§ **Task directions**: Rewrite all of the rows that follow, substituting "disconnected pieces" for every occurrence of "separate parts" and leaving everything else unchanged.

[Region annotation items]
◇ ◇ ◇ ◇
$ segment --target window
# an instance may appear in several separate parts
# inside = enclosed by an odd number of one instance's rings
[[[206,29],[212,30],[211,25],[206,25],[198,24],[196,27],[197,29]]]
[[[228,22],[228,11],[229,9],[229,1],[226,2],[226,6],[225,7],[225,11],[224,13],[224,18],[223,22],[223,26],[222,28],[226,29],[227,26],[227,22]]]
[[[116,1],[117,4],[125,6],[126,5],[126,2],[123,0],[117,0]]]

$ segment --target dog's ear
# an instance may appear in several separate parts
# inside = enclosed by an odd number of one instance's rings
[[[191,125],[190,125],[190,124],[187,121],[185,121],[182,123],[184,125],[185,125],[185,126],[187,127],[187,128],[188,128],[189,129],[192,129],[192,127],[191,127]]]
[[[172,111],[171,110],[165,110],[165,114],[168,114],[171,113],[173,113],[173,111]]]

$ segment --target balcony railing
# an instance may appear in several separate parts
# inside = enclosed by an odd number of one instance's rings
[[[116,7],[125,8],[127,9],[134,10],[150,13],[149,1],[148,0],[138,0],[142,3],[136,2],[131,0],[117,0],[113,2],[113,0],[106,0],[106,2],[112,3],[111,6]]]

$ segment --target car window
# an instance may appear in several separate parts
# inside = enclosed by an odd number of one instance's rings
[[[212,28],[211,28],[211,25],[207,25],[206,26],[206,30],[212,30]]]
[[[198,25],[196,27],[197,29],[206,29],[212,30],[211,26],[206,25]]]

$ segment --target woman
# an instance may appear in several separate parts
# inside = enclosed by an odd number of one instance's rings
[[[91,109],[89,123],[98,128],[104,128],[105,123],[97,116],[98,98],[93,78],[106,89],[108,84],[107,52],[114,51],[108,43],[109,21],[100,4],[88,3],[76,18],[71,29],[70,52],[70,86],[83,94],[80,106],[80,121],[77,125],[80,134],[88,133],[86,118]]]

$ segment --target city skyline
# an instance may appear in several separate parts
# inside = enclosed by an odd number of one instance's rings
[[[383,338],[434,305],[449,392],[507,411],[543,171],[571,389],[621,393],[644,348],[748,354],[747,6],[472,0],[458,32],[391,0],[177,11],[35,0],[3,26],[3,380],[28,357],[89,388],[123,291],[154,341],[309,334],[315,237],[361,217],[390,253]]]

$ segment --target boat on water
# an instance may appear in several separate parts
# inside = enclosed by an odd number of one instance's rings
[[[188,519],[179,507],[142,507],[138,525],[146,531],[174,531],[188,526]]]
◇ ◇ ◇ ◇
§ **Solution to this task**:
$ segment --target window
# an instance may appear in several disconnected pieces
# inside = enclosed by an odd number of one instance's rings
[[[206,29],[212,30],[211,25],[206,25],[198,24],[196,27],[197,29]]]
[[[228,22],[228,11],[229,9],[229,1],[226,2],[226,6],[225,7],[225,11],[224,13],[224,18],[223,22],[223,26],[222,28],[226,29],[227,26],[227,22]]]
[[[116,1],[117,4],[125,6],[126,5],[126,2],[123,0],[117,0]]]

$ segment --target dog's ear
# an instance may appear in several disconnected pieces
# inside = enclosed by an odd number of one instance's rings
[[[191,125],[190,125],[190,124],[187,121],[185,121],[182,123],[184,125],[185,125],[185,126],[187,127],[187,128],[188,128],[189,129],[192,129],[192,127],[191,127]]]
[[[172,111],[171,110],[165,110],[165,114],[168,114],[171,113],[173,113],[173,111]]]

$ segment --target balcony railing
# an instance may appear in several disconnected pieces
# inside = enclosed by an odd number of one instance's rings
[[[116,7],[125,8],[127,9],[134,10],[150,13],[149,1],[148,0],[138,0],[142,3],[136,2],[131,0],[117,0],[113,2],[113,0],[106,0],[106,2],[112,3],[111,6]]]

$ segment --target car window
# an instance may appear in several disconnected pieces
# inside = enclosed by an odd number of one instance's rings
[[[212,28],[211,28],[211,25],[207,25],[206,26],[206,30],[212,30]]]
[[[198,25],[196,27],[197,29],[206,29],[212,30],[211,26],[206,25]]]

$ segment --target woman
# an instance may appear in several disconnected pieces
# inside = enclosed by an odd number of one instance's rings
[[[91,109],[89,123],[98,128],[104,128],[105,123],[97,116],[98,98],[93,78],[106,89],[108,84],[107,52],[114,51],[108,43],[109,21],[100,4],[88,3],[76,18],[71,29],[70,52],[70,86],[83,94],[80,106],[80,121],[77,125],[80,134],[88,133],[86,118]]]

$ segment --target city skyline
# an instance may appear in several disconnected pieces
# inside = enclosed by an odd number of one instance's rings
[[[383,338],[434,305],[449,392],[507,411],[543,171],[571,389],[621,393],[644,348],[748,354],[747,6],[472,0],[458,32],[391,0],[177,11],[35,0],[3,26],[3,380],[28,357],[89,388],[123,291],[154,341],[309,334],[315,237],[361,217],[390,253]]]

$ segment --target boat on water
# an instance may appear in several disconnected pieces
# inside = enclosed by an odd number of one instance's rings
[[[188,519],[179,507],[142,507],[138,525],[146,531],[174,531],[188,526]]]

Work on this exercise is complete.